§ **Extracted text**:
● ● ● ● ● ● ●

SAIW launches Flexible Student – Centric Approach


2021 could accurately be described as the year of reinvention thanks to the radically altered socio-economic lives of all South Africans. Realising this, the SAIW has taken a long, hard look at its current courses and come up with a revitalised offering that has been designed with its students at the centre of everything it does.

SAIW Executive Director John Tarboton comments; "To be completely honest, we are sometimes seen as having a 'take it or leave it' attitude and our courses are often considered unaffordable.  As a result, we have taken a long hard look at how we operate and reimagine who we are and how we do things.

“We also have a dedicated student liaison officer who is an experienced SAIW staff member and can provide detailed information and advice on career choices and how students can attain their goals and aspirations through the upskilling that we offer.”

Looking at the practicalities of training amidst the COVID-19 pandemic and the resultant financial fallout, the SAIW management team has visited a substantial number of its members and clients in the first three months of this year. During these meetings, it has become clear that many of its Fabricator members have reduced the number of employees and that it has therefore become exceedingly difficult to release an employee to attend a course.

Tarboton reports; “Some students have even had to request refunds for courses that they had paid for because they were denied time off from work. This is because employers have retrenched staff and cannot afford to give students extensive time off work, even if the course is funded by the employee. There is thus also a demand for after-hours virtual courses accompanied by physical or virtual sessions on Saturdays where other practical components and interactions such as tutorials which will require a physical presence.”

● ● ● ● ● ● ●

§ **Entries shown**:
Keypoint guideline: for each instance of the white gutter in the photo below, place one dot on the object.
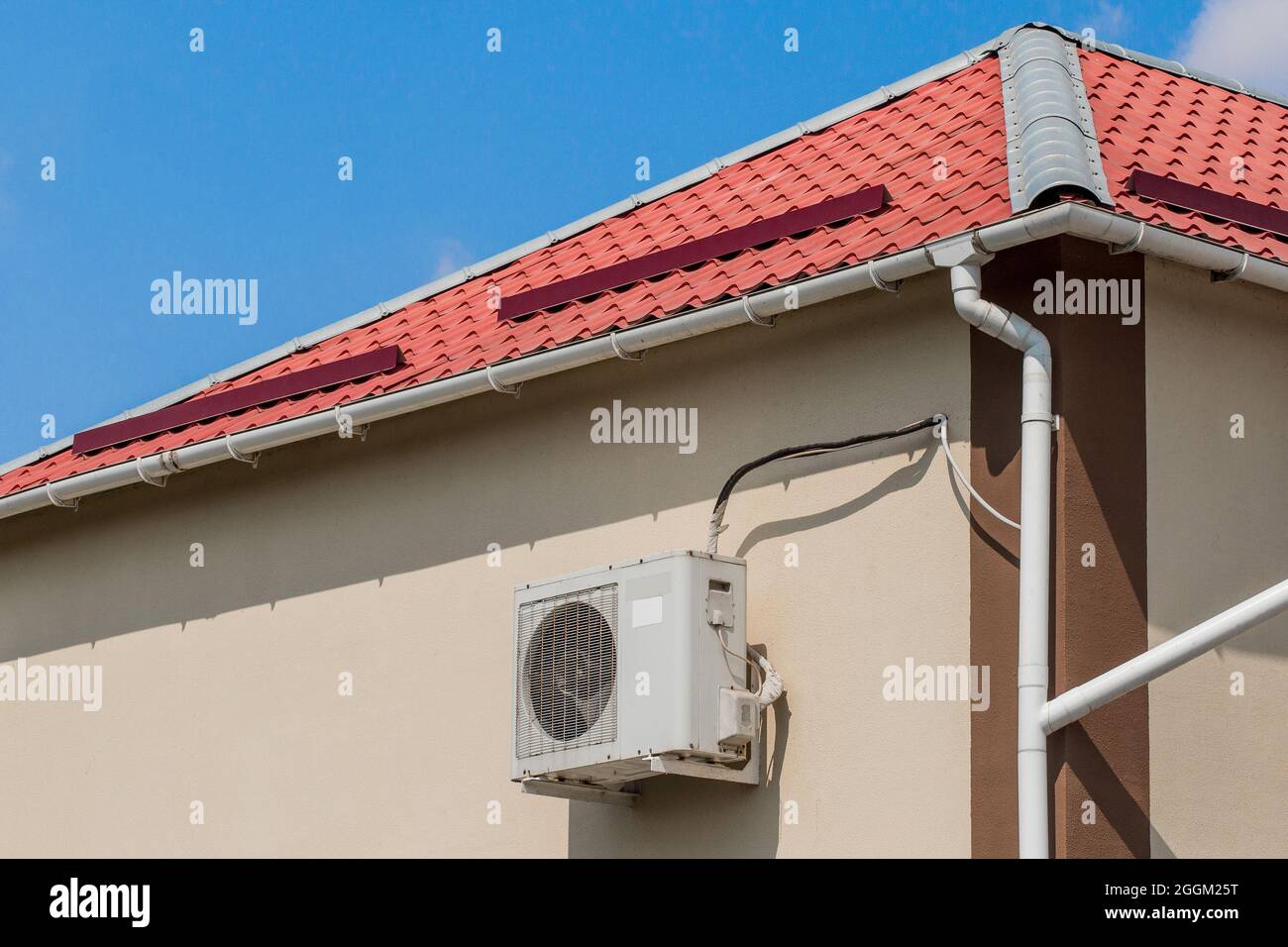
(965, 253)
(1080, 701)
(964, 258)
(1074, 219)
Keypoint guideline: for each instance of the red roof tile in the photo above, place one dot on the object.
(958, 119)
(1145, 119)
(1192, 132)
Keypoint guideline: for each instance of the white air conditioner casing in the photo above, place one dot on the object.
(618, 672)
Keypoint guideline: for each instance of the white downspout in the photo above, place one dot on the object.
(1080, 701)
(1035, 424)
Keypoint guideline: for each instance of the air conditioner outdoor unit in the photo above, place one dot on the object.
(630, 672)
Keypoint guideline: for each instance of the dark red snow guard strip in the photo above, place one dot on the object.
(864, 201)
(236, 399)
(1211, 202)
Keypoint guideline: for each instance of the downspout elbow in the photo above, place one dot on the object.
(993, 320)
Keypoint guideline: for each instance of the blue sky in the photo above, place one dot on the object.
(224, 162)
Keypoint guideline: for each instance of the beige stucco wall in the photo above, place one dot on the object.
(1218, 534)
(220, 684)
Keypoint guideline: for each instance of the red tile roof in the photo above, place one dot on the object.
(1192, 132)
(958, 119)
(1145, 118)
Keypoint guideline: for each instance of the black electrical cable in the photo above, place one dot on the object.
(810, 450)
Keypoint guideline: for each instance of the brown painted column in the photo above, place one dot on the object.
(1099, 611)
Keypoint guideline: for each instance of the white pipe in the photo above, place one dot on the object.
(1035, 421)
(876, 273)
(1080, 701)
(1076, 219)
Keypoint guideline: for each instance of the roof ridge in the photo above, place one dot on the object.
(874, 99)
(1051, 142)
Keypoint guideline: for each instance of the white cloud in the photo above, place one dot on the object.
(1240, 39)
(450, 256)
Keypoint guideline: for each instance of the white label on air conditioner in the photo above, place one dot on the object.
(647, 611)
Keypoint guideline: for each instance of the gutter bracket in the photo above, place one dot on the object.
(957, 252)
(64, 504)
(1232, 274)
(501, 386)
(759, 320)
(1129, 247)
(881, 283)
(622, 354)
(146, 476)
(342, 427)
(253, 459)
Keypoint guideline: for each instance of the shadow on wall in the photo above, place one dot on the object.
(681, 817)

● ● ● ● ● ● ●

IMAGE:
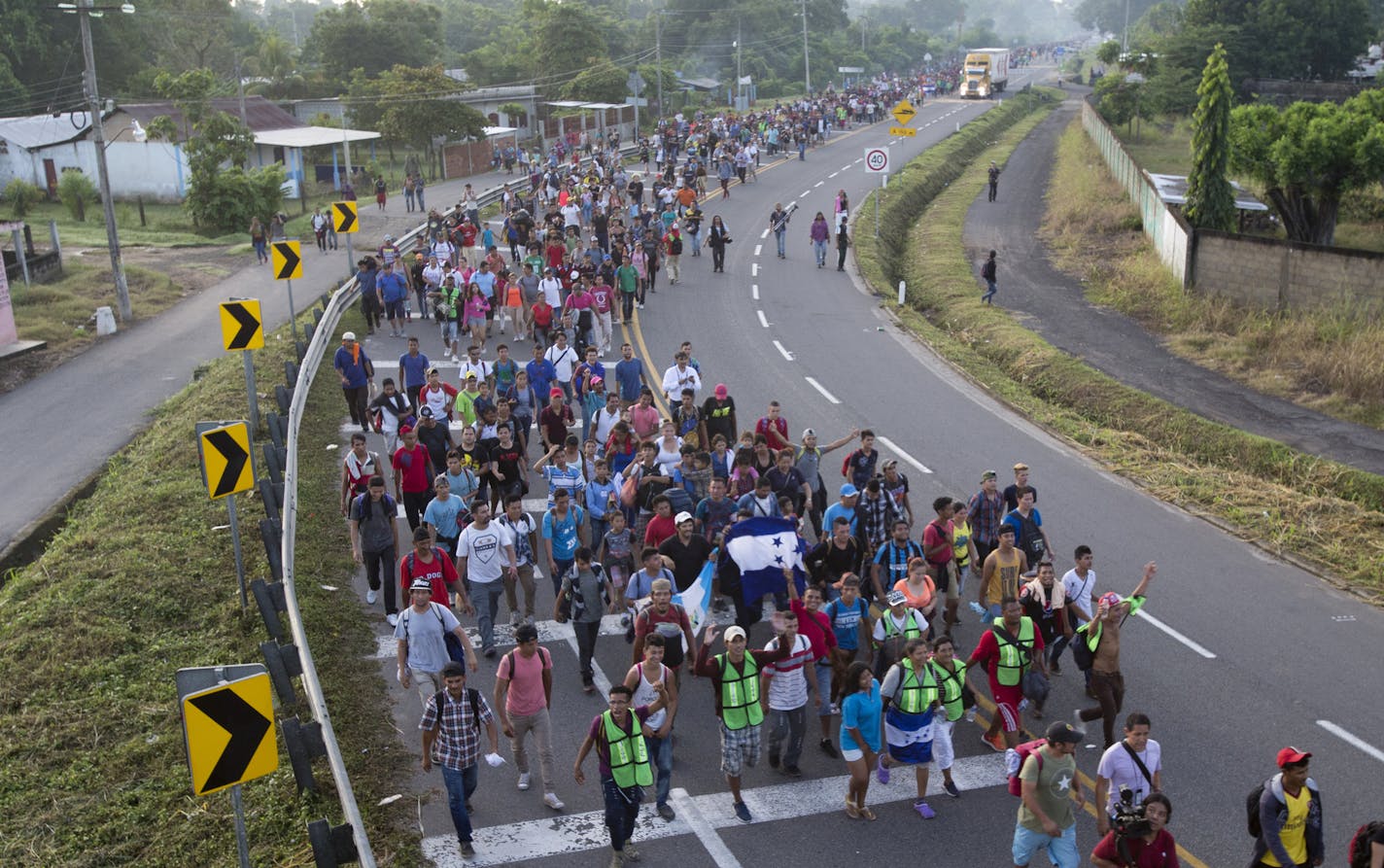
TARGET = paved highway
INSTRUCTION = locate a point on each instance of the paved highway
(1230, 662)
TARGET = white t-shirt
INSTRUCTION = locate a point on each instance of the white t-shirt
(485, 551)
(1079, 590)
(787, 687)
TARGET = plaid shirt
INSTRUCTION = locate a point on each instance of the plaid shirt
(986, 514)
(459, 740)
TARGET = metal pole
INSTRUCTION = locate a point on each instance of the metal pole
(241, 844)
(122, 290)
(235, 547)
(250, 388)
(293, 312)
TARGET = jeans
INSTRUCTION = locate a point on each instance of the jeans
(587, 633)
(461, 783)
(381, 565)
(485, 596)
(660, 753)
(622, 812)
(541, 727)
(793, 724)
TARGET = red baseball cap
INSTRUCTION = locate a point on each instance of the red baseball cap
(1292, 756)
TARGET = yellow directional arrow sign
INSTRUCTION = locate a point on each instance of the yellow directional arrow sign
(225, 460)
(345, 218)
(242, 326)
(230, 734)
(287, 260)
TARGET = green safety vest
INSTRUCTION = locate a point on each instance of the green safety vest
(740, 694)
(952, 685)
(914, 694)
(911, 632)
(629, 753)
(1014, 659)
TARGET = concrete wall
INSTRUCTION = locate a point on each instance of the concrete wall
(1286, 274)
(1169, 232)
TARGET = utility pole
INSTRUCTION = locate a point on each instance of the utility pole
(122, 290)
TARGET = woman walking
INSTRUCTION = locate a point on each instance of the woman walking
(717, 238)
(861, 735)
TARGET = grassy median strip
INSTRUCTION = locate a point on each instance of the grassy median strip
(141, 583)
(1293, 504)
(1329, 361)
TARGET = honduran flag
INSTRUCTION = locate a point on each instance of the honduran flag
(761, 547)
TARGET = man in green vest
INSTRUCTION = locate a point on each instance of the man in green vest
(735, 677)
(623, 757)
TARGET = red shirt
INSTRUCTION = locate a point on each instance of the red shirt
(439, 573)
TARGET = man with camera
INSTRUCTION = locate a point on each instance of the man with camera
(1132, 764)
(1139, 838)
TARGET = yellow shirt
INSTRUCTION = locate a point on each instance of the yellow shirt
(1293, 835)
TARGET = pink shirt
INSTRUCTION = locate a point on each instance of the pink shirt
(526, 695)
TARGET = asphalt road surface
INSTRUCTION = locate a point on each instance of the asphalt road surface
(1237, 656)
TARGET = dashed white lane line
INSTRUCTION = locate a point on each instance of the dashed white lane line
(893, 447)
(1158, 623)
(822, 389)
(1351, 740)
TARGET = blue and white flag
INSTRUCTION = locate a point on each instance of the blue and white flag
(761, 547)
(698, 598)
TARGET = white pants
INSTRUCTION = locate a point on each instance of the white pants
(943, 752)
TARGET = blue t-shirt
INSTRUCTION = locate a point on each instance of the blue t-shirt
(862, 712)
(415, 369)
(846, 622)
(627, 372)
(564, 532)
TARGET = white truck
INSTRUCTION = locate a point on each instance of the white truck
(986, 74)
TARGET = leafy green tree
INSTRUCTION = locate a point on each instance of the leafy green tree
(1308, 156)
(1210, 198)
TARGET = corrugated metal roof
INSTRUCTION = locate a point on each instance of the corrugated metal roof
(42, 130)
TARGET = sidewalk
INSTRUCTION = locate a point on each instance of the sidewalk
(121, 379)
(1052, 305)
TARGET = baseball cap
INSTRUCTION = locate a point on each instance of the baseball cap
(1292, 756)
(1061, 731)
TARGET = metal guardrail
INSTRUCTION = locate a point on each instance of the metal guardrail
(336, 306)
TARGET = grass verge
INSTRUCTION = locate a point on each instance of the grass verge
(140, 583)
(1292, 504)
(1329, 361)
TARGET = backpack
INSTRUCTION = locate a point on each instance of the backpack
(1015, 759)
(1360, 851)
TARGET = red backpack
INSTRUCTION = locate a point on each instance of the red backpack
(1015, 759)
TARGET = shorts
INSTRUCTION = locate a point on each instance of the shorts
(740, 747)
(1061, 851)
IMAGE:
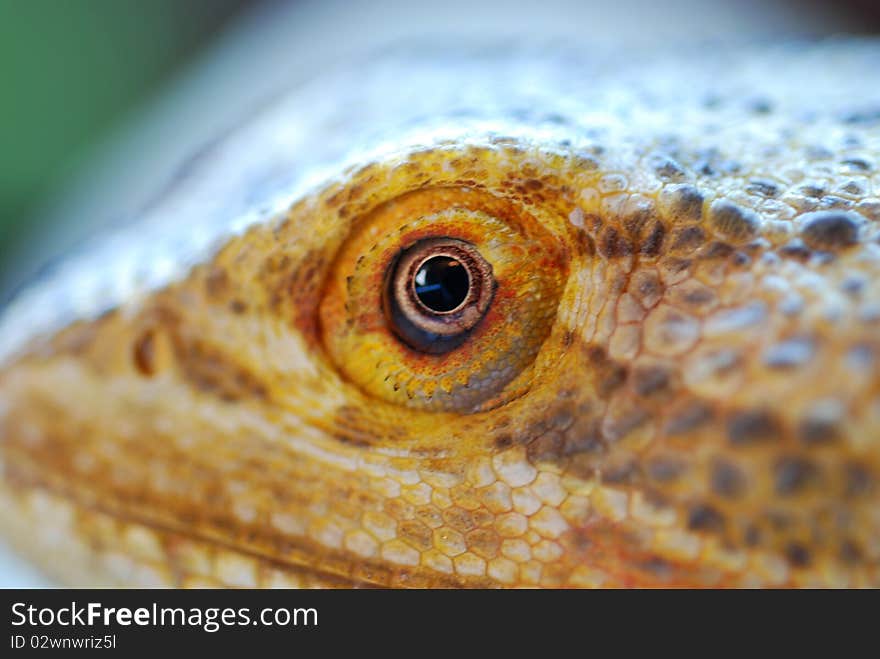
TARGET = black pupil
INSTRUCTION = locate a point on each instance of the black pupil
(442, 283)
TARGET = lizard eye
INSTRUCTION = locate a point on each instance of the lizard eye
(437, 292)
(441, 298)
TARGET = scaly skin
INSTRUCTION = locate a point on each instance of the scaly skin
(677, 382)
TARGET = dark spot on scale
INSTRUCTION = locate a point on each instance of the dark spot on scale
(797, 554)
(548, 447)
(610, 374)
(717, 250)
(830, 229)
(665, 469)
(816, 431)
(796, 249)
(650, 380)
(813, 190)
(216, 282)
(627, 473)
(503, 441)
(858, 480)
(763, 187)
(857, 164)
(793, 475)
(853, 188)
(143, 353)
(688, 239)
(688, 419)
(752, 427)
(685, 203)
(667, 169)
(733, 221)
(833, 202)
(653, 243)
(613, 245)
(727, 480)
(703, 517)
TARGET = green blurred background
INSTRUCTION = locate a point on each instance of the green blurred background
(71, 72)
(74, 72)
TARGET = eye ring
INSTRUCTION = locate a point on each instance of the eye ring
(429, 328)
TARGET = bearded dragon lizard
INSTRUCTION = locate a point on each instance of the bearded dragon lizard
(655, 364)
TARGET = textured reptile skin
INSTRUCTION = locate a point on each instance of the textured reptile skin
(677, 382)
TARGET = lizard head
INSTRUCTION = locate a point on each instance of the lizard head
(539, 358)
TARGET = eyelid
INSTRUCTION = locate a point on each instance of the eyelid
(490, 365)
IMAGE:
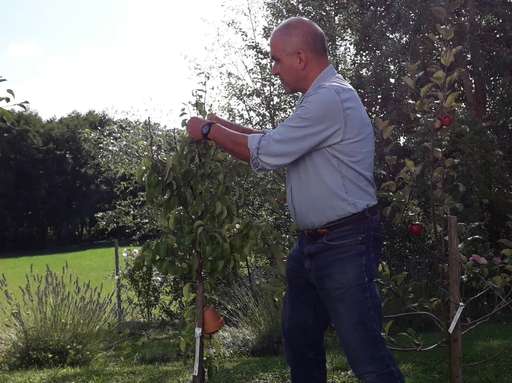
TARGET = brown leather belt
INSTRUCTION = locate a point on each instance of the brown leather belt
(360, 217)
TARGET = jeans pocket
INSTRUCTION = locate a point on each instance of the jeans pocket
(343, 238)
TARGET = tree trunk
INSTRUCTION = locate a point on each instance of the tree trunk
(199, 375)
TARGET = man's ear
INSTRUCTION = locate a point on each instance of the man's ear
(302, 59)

● ● ● ● ● ● ●

§ **Problem to work on**: Continue the article on the SAIW's new student-centric course offering, starting after its final paragraph.

§ **Response**:
Flexible & cost effective

The SAIW’s new modular approach will give employers the flexibility to train people when their workload allows and a course could be completed over, say, two years. Modules will typically be one week and after each module, a class test will be written, and the module can be ‘banked’. The student can then complete the next module when finances or workloads in the student’s place of work allow.

In the past, the smaller modules were also often presented at a fabricator’s facilities on a particular topic that was relevant to their needs. Ultimately, all the courses will be modularised to give this flexibility and to allow customisation of courses where desirable.

A student-centric, flexible approach has also been applied to the payment of courses where the SAIW now offers long-term payment options via the online revolving credit service Mobicred. Students will be required to register and apply for a particular course on the SAIW Student Management System located on www.saiw.co.za. This will be followed by the physical checking of their application to confirm various acceptance requirements They will then be emailed a quotation followed by payment using one of a variety of options including an immediate EFT, credit card or a longer term Mobicred instalment plan.

This means that instead of the student having to save up R47 520, for example, to attend a Level 1 Inspectors Course, they could opt to do the first module at a cost of R11 880 and then split this payment into budget-friendly instalments and attend the first module as soon as the first instalment is paid.

Virtual learning

The COVID-19 lockdown last year also allowed SAIW to realise an opportunity to offer virtual training when the course content allows. This has been well received by our members and students as a way of reducing travel, accommodation and related costs particularly for those from out of town. In addition, this would allow employees to be at work and to attend online courses for those days that are all theory. One day’s training at the SAIW is normally from 08h30 to 15h00 and thus there would be some availability for the fabricator of someone attending virtually.

In addition to a revamp of its training courses, the SAIW’s NDT operations have also been improved with excellent attendance at its current Level 3 course that has drawn students from across the continent. This has been accompanied by the launch of a weekly webinar ‘highlights package’ for other students wanting to enrol in the next Level 3 course in August 2021.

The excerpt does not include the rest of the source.